EXERCISE REQUIREMENTS →
Collect every line below that contains the string "cleric", and copy each one without changes.

PROVIDED DATA →
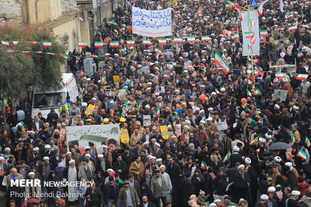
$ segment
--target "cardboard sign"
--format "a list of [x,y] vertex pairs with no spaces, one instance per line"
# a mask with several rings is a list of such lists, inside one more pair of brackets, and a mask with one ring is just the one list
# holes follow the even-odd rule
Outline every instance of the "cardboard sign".
[[97,151],[97,154],[102,154],[104,153],[104,145],[96,146],[96,151]]
[[92,114],[92,112],[95,109],[95,106],[94,105],[89,105],[89,106],[87,107],[86,110],[85,110],[85,112],[84,112],[85,113],[85,115],[88,116],[90,114]]
[[114,84],[118,84],[120,82],[120,76],[113,76],[113,83]]
[[120,141],[122,143],[126,144],[129,141],[129,136],[128,136],[127,129],[119,130],[119,134],[120,134]]
[[216,126],[218,128],[218,130],[219,131],[220,131],[220,130],[225,130],[228,128],[228,125],[227,125],[227,122],[226,122],[225,121],[224,121],[223,122],[216,123]]
[[118,97],[119,98],[125,98],[126,97],[126,89],[118,89]]
[[169,137],[169,131],[168,131],[168,126],[167,125],[160,126],[160,130],[161,130],[161,135],[164,139],[168,139]]
[[217,200],[218,199],[220,199],[220,200],[221,200],[221,202],[220,202],[220,206],[222,206],[223,205],[224,205],[224,196],[222,195],[215,195],[215,194],[213,194],[213,197],[214,197],[214,200]]
[[286,98],[287,97],[287,90],[274,90],[274,92],[272,94],[272,101],[275,100],[277,98],[279,98],[281,101],[286,101]]
[[17,114],[17,119],[19,121],[25,119],[25,113],[24,113],[24,111],[20,110],[17,111],[16,113]]
[[143,115],[143,125],[144,126],[150,126],[151,125],[151,116],[149,115]]

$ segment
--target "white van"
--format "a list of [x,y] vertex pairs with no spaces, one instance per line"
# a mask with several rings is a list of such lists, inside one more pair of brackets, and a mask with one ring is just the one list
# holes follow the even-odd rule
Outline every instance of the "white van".
[[33,99],[33,108],[32,117],[41,113],[42,116],[47,118],[51,109],[54,108],[55,112],[59,115],[58,108],[61,101],[66,101],[67,96],[70,96],[70,101],[75,102],[77,96],[79,96],[79,92],[76,83],[76,80],[72,73],[63,73],[62,80],[65,86],[58,91],[51,90],[43,92],[40,88],[35,88]]

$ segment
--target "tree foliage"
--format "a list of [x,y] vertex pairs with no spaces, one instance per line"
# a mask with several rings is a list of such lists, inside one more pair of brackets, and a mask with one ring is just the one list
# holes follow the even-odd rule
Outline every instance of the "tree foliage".
[[[12,42],[10,47],[0,46],[0,95],[6,98],[19,100],[25,97],[30,86],[43,90],[51,88],[59,89],[63,86],[61,67],[66,60],[60,53],[65,54],[67,48],[63,44],[64,37],[56,36],[51,31],[37,29],[18,29],[8,25],[0,27],[0,40],[19,41],[17,45]],[[36,44],[27,43],[37,42]],[[51,47],[43,47],[42,42],[52,42]],[[39,43],[40,42],[40,43]],[[57,55],[31,53],[26,55],[16,51],[8,53],[6,49],[41,51]]]

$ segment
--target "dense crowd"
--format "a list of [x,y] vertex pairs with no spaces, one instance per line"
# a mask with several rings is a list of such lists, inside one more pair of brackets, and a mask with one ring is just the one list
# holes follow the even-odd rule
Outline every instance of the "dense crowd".
[[[68,96],[47,117],[39,113],[34,120],[29,111],[22,122],[8,112],[11,130],[0,135],[0,181],[7,182],[0,195],[6,196],[8,206],[24,202],[13,191],[80,190],[88,206],[310,206],[310,3],[266,3],[259,28],[268,35],[253,60],[242,55],[238,13],[226,3],[120,4],[111,20],[115,24],[103,24],[94,39],[107,43],[103,64],[95,59],[96,72],[81,70],[87,52],[96,55],[94,43],[80,53],[69,53],[80,93],[76,102]],[[145,45],[147,38],[133,35],[132,5],[173,8],[174,32],[166,44],[149,38],[151,45]],[[290,44],[284,39],[275,48],[273,41],[293,26]],[[192,37],[195,41],[190,42]],[[176,38],[182,40],[176,43]],[[118,47],[111,47],[111,41],[119,41]],[[216,52],[228,73],[215,62]],[[287,92],[285,97],[274,94],[280,90]],[[87,115],[90,105],[95,109]],[[67,126],[110,124],[127,129],[129,141],[103,142],[99,154],[92,142],[67,146]],[[166,139],[160,129],[164,125]],[[84,190],[9,184],[23,178],[94,182]],[[79,197],[37,198],[42,207],[60,207]]]

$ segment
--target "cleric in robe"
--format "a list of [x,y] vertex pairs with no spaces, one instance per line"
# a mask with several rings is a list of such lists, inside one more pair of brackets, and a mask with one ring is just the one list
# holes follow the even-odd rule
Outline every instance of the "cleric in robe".
[[[64,170],[63,180],[68,182],[79,181],[78,173],[79,169],[76,167],[76,161],[74,159],[72,159],[69,161],[69,165],[66,167]],[[70,195],[78,193],[78,187],[68,186],[68,192]],[[70,203],[72,203],[78,200],[78,197],[69,196],[68,199]]]
[[144,172],[144,165],[140,161],[140,156],[135,156],[135,161],[131,163],[128,169],[128,171],[134,175],[135,180],[138,181],[139,183],[140,182],[140,178]]
[[251,205],[251,197],[249,188],[249,177],[247,172],[245,171],[245,166],[240,164],[238,167],[239,171],[234,175],[234,188],[236,191],[236,200],[242,198],[246,200],[249,204]]
[[93,169],[88,164],[88,159],[84,159],[82,160],[82,165],[78,172],[78,177],[80,180],[83,179],[85,181],[91,181],[95,178]]

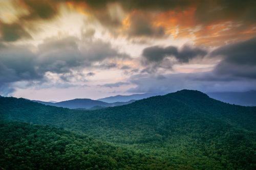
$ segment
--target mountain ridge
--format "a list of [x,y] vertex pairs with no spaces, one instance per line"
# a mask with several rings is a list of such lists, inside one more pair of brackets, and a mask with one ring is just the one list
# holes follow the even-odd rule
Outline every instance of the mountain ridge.
[[131,100],[126,102],[115,102],[112,103],[108,103],[106,102],[94,100],[90,99],[74,99],[56,103],[42,102],[36,100],[32,100],[32,101],[41,103],[46,105],[60,107],[71,109],[90,109],[93,108],[95,108],[97,106],[105,108],[108,107],[114,107],[126,105],[134,102],[135,100]]
[[[22,99],[0,99],[0,118],[48,125],[157,156],[181,169],[252,169],[256,107],[181,90],[105,109],[82,111]],[[243,156],[241,156],[242,155]]]

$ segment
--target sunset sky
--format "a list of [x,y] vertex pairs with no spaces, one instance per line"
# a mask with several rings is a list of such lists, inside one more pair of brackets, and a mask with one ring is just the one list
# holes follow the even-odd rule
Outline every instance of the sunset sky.
[[0,95],[256,90],[256,1],[0,0]]

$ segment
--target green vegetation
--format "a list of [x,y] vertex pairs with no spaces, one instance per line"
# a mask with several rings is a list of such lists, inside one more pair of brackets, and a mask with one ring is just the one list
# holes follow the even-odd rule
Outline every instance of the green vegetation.
[[256,169],[256,107],[226,104],[199,91],[182,90],[92,111],[13,98],[1,98],[0,106],[3,119],[84,133],[152,155],[174,169]]
[[163,169],[163,161],[59,128],[0,121],[0,169]]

IN RESPONSE →
--target "cleric in robe"
Outline every instance of the "cleric in robe".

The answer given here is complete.